### What the task requires
From the line containing "Would you kindly point at the finger in" to the last line of the records, reproduce every line exactly and print nothing else.

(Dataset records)
────────────────

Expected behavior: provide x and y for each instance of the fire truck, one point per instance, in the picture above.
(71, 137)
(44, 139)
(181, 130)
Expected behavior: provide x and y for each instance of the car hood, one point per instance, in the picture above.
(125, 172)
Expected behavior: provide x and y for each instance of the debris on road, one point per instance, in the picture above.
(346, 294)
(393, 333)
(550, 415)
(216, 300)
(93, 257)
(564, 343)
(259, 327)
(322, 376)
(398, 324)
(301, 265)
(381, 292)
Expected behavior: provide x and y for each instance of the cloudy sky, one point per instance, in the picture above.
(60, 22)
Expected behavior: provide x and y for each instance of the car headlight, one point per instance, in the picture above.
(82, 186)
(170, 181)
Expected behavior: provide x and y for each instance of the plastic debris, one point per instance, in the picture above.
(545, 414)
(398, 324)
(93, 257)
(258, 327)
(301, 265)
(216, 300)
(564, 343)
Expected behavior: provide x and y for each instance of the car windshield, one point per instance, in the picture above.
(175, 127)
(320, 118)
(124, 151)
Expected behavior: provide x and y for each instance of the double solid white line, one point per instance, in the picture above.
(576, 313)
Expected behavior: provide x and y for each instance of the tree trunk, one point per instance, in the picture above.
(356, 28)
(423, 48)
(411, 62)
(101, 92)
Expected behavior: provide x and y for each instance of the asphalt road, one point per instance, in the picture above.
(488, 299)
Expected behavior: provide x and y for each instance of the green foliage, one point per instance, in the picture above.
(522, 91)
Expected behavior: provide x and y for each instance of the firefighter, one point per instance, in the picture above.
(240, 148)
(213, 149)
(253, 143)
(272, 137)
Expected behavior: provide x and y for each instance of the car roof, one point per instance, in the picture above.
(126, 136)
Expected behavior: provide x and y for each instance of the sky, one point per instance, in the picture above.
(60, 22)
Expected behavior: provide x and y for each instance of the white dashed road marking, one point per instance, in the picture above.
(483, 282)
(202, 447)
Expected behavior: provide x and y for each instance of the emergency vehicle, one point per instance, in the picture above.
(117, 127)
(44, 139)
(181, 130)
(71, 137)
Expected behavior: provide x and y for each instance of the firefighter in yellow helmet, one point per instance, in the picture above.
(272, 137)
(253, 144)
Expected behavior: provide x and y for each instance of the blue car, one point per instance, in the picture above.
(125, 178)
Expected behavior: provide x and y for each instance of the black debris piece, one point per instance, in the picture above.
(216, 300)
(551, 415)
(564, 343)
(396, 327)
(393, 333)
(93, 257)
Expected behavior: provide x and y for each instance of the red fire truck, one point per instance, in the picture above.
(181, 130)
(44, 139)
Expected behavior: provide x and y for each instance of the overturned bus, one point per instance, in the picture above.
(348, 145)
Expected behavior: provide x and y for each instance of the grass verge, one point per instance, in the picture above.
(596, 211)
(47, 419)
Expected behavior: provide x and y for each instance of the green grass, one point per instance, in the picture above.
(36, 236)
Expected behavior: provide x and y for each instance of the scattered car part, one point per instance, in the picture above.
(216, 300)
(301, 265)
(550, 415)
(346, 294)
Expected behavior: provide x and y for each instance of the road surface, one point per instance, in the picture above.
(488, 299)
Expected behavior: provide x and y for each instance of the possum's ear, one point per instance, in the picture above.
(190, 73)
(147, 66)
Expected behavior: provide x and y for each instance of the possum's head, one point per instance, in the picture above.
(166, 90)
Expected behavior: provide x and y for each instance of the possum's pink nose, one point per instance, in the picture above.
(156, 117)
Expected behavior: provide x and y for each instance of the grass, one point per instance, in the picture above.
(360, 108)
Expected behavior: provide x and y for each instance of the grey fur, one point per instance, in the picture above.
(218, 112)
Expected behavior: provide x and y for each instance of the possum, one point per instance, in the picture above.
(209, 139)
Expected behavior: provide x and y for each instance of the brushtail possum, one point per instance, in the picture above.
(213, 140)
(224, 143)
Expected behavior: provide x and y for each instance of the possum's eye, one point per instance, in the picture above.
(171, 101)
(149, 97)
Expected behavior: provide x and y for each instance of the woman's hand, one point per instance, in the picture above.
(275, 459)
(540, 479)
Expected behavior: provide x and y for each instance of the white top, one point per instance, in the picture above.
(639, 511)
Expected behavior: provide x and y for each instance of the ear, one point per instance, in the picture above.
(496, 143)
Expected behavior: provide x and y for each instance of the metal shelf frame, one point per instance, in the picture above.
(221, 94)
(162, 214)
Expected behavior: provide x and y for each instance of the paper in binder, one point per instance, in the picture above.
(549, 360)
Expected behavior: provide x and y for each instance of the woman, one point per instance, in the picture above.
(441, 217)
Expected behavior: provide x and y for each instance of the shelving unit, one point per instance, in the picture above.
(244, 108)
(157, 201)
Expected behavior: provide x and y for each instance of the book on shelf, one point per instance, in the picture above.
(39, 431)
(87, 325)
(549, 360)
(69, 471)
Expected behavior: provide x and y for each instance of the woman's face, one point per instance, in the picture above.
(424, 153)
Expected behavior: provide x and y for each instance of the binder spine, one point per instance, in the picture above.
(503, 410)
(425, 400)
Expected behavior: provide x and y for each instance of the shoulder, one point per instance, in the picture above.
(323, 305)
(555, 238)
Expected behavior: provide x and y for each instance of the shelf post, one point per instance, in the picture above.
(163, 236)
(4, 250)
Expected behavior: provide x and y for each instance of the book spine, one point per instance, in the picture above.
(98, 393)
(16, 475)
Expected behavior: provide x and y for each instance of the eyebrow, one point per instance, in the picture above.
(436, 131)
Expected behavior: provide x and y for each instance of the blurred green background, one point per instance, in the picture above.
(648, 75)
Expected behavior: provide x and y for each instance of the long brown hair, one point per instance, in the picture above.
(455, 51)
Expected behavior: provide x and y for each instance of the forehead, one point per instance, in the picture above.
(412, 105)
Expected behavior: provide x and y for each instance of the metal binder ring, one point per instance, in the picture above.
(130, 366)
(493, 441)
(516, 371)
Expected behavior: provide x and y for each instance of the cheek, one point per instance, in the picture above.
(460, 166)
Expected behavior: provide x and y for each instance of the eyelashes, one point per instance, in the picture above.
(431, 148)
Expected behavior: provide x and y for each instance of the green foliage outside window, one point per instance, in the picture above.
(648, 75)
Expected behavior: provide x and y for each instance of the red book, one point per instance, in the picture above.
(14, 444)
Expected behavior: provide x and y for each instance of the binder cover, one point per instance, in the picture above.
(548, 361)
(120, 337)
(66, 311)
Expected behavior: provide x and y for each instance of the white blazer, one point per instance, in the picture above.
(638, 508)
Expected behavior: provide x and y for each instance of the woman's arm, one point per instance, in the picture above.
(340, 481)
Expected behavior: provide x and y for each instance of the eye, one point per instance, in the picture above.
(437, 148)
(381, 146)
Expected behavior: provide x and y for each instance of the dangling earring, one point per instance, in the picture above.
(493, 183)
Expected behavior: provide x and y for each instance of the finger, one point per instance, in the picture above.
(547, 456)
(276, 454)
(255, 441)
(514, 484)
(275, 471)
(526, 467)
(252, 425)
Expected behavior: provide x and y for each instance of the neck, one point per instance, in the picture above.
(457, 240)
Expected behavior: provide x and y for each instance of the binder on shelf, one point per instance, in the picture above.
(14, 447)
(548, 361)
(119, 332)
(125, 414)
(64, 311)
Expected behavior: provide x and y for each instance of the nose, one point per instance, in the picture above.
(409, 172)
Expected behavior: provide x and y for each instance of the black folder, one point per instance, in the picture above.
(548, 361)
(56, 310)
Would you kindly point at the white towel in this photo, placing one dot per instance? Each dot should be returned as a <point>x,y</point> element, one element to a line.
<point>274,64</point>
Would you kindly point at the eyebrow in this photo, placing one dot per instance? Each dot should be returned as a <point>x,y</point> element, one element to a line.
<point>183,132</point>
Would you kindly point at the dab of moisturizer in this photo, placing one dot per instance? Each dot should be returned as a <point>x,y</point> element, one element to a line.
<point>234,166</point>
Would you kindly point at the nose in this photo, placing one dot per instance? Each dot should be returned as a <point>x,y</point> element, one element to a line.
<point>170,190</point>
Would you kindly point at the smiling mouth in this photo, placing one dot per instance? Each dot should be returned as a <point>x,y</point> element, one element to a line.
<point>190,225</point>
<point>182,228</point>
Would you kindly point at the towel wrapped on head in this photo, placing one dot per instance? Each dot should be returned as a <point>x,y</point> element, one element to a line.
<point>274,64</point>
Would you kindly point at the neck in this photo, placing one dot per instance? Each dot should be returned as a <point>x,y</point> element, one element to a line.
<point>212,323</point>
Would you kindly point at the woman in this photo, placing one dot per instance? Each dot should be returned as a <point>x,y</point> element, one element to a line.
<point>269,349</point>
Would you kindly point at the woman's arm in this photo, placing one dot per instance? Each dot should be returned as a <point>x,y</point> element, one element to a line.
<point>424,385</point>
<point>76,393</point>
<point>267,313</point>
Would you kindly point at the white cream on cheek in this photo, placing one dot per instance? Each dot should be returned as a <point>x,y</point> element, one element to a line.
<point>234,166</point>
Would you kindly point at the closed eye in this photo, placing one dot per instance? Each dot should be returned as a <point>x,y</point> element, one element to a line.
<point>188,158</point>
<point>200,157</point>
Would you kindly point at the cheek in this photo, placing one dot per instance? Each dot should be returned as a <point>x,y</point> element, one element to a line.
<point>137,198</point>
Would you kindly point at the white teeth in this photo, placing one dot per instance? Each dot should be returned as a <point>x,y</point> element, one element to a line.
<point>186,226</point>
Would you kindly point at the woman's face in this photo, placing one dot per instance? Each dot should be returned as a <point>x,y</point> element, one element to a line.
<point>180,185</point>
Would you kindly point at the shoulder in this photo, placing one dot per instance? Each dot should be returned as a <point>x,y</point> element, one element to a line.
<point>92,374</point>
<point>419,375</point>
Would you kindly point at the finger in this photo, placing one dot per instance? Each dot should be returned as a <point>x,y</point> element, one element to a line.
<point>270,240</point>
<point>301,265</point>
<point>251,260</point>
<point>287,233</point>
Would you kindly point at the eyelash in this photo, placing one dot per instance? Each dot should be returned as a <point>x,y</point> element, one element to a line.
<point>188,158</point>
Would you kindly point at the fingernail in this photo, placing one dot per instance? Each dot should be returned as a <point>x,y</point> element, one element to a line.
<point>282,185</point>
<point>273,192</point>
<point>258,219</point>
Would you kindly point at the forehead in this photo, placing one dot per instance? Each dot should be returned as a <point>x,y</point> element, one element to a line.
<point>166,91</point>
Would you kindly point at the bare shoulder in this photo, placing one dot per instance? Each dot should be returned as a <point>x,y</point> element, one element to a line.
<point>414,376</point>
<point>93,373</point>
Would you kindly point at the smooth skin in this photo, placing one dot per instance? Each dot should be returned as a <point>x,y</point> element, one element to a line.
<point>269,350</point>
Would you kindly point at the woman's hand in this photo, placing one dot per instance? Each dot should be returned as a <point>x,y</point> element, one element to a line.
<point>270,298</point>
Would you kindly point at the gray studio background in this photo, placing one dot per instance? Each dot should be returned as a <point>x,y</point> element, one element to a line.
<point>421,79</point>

────────────────

### Solution for this problem
Would you kindly point at the finger in this photo, placing one dot per instance? Each dot should be returned as a <point>x,y</point> element, one element to a line.
<point>270,240</point>
<point>301,265</point>
<point>251,260</point>
<point>287,233</point>
Would you kindly point at the eyelash in this photo, placing one dot per instance? Each dot should be returned as a <point>x,y</point> element, one element to a line.
<point>188,158</point>
Would you kindly point at the fingernail in this photo, placing one dot per instance? Each dot should be returned as a <point>x,y</point> element, one element to a line.
<point>282,185</point>
<point>273,192</point>
<point>258,219</point>
Would you kindly point at the forehead in this photo, placing one dot per instance? Each dot should be returned as a <point>x,y</point> element, one element to a line.
<point>166,91</point>
Would you kindly point at the bare shoulder in this photo, placing one dot per instance? Each dot should be returned as a <point>x,y</point> element, one element to a line.
<point>414,376</point>
<point>93,373</point>
Would you kindly point at the smooth skin in this photo, placing one dot per instance? Each dot should be returned as a <point>x,y</point> element, one element to a line.
<point>269,350</point>
Would you kindly point at the woman's hand in this photo, placing one dot per instance? Each dot should be returned as a <point>x,y</point> element, one element to a line.
<point>270,298</point>
Would you kindly point at the gray studio background in this photo, placing one dot per instance? Each dot should be returned as a <point>x,y</point> element, one element to a line.
<point>421,79</point>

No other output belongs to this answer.